▸ Exercise directions
In your answer, give each entry again exactly as it appears.
· · · · · · ·
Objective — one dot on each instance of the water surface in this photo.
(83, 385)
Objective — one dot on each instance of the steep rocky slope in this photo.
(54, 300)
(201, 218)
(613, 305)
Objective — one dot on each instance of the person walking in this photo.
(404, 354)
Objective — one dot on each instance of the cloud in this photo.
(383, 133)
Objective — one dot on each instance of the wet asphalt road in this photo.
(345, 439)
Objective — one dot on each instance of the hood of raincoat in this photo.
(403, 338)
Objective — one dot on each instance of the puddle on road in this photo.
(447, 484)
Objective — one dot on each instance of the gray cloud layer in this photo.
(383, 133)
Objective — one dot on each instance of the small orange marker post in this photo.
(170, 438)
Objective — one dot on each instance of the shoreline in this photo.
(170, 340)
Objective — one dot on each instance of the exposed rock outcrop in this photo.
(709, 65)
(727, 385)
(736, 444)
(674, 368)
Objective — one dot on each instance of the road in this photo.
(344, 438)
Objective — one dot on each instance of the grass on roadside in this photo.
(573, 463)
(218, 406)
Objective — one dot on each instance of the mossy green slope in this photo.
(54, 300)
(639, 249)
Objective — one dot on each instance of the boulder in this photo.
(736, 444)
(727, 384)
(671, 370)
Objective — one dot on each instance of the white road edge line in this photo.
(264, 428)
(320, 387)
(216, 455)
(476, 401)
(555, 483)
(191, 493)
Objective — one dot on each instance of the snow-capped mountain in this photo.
· · · · · · ·
▸ Answer space
Objective — one dot on each instance of the water surface in this photo.
(83, 385)
Objective — one dot on each instance of the steep rocky slope in this photo.
(54, 300)
(201, 218)
(613, 305)
Objective — one dot on each instance of the person walking in this photo.
(404, 354)
Objective — one dot on each instance of the cloud in this photo.
(383, 133)
Objective — one dot on each instance of the wet asphalt road in this photo.
(345, 439)
Objective — one dot on each instance of the hood of raincoat in this photo.
(403, 338)
Objective — one dot on each instance of the puddle on road in this photo.
(447, 484)
Objective — one dot on each instance of the gray cloud layer in this photo.
(383, 133)
Objective — one dot on each instance of the small orange marker post in this photo.
(170, 438)
Objective — one dot on each instance of the shoreline in this photo.
(170, 340)
Objective — one dot on each instance of the exposed rock outcrop in this photo.
(709, 65)
(727, 385)
(736, 444)
(674, 368)
Objective — one dot on each instance of the road in this photo.
(344, 438)
Objective — one dot on each instance of the grass on roadside in this photo.
(573, 463)
(218, 406)
Objective — one dot on each instance of the mossy green slope in this photo.
(54, 300)
(639, 249)
Objective — one dot on each instance of the boulder in this photo.
(736, 444)
(727, 384)
(671, 370)
Objective — one dot on each instance of the white road edge line in this photo.
(264, 428)
(320, 387)
(216, 455)
(476, 401)
(555, 483)
(191, 493)
Objective — one dot on each instance of the snow-capped mountain in this photo.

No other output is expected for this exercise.